- Written request -
Count the lines in the listing below that contain the string "query". Case counts, so reply with only that number.

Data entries
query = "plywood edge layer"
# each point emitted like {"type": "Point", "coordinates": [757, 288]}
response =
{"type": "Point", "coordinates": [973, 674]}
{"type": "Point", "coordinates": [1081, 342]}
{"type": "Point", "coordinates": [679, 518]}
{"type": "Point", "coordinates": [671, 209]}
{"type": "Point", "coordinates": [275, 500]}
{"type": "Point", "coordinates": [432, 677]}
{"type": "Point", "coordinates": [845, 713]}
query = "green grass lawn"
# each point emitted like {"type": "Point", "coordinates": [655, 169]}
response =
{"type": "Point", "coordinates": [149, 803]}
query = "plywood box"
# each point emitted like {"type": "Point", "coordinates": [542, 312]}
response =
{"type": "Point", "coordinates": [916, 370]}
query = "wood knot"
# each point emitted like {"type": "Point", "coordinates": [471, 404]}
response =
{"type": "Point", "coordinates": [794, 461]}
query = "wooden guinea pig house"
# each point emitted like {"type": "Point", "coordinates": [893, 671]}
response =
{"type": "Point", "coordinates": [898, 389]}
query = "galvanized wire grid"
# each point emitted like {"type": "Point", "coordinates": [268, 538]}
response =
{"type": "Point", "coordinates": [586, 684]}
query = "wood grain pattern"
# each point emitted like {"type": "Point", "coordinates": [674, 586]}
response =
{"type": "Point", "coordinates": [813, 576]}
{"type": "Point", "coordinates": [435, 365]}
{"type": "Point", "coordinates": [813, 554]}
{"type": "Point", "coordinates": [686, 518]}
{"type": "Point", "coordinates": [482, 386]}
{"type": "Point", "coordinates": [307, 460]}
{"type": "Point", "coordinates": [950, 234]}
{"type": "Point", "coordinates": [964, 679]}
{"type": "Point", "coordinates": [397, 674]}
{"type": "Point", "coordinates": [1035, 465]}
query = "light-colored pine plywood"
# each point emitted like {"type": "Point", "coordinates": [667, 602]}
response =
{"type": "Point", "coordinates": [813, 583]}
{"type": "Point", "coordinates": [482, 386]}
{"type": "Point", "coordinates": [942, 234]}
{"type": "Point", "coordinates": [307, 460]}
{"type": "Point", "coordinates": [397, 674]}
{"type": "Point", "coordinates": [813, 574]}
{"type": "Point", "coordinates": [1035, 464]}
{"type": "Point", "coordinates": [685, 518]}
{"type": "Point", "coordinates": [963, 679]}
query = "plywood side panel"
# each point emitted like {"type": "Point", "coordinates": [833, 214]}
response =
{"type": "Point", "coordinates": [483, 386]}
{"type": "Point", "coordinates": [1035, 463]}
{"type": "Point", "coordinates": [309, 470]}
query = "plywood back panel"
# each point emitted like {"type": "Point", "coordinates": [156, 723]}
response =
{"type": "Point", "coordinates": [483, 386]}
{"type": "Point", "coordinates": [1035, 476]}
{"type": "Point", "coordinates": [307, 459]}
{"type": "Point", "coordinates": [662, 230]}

- Expected answer -
10